> **Goal of the exercise**
Write out every record in full, exactly as written, please.
++++++++++++++++++++
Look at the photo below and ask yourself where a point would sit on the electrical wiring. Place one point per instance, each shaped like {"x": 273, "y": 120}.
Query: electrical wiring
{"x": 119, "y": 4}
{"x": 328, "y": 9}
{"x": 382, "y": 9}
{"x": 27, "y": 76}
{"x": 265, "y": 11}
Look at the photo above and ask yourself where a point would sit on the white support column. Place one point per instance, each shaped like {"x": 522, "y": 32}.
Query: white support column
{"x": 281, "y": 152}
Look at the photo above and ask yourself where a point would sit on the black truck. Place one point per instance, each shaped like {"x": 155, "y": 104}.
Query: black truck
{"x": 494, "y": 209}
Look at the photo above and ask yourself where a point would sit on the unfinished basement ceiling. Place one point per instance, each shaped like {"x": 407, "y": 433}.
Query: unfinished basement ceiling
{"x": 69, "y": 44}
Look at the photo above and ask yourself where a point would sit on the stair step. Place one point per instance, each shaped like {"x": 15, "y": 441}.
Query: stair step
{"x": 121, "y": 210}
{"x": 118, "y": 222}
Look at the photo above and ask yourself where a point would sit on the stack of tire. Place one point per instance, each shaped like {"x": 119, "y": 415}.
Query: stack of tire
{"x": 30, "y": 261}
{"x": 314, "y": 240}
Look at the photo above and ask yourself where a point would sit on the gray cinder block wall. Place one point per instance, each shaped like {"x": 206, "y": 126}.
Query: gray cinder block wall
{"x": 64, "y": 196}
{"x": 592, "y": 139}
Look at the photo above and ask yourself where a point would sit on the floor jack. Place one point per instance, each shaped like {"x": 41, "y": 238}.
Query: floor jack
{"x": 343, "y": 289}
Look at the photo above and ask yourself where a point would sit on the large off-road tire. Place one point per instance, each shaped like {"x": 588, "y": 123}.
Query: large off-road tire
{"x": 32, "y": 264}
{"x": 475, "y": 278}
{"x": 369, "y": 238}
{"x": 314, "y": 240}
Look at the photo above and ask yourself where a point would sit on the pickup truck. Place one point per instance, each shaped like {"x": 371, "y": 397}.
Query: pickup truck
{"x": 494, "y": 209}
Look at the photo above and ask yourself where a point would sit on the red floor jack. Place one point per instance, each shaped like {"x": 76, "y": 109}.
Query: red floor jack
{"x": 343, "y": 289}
++++++++++++++++++++
> **Written answer**
Look at the photo below and ask yourself where a point would sit on the electrical wiring. Place one point per instance, each shaped like {"x": 273, "y": 120}.
Query: electrical wiring
{"x": 119, "y": 4}
{"x": 328, "y": 9}
{"x": 382, "y": 9}
{"x": 27, "y": 76}
{"x": 265, "y": 11}
Look at the photo above and ask yourself where a point would sit on the white support column. Place one point per instance, each shaped like {"x": 522, "y": 32}.
Query: white support column
{"x": 281, "y": 152}
Look at the photo above and ask yourself where a point would sit on the black truck. Place one point per instance, each shaped like {"x": 155, "y": 104}.
Query: black truck
{"x": 494, "y": 209}
Look at the photo above and ask yourself where a point would sit on the unfinished basement ceiling. Place one point per instance, each shaped like {"x": 407, "y": 433}.
Query: unfinished basement ceiling
{"x": 69, "y": 44}
Look at the photo above and ask yourself where a point would sit on the stair step. Place one point per instance, each shaped like {"x": 15, "y": 441}.
Query: stair step
{"x": 121, "y": 210}
{"x": 118, "y": 222}
Look at the photo above and ask yourself where a point would sit on the stack of tire. Place one point per instance, each shaped like {"x": 119, "y": 415}.
Query: stack of tire
{"x": 30, "y": 261}
{"x": 314, "y": 240}
Look at the photo above and ask yourself where a point would sit on the gray cinder block wall. Place one point per instance, each shaped like {"x": 206, "y": 126}.
Query: gray cinder block wall
{"x": 64, "y": 196}
{"x": 592, "y": 139}
Look at the photo above and ask yourself where a point would sit on the floor jack. Place one point per instance, each shaped like {"x": 41, "y": 238}.
Query: floor jack
{"x": 343, "y": 289}
Look at the photo above and ask yourself where a point would sit on the large off-road tire. Place one point per instance, each shaped like {"x": 588, "y": 123}.
Query: large off-road tire
{"x": 32, "y": 264}
{"x": 475, "y": 278}
{"x": 369, "y": 238}
{"x": 314, "y": 240}
Look at the photo above and ask yourself where a point would sit on the pickup truck. Place one point per instance, each shaped like {"x": 371, "y": 397}.
Query: pickup truck
{"x": 494, "y": 209}
Look at the photo above and ask yourself where a point would sit on the red floor jack. Place one point per instance, each shaped like {"x": 76, "y": 109}.
Query: red floor jack
{"x": 343, "y": 289}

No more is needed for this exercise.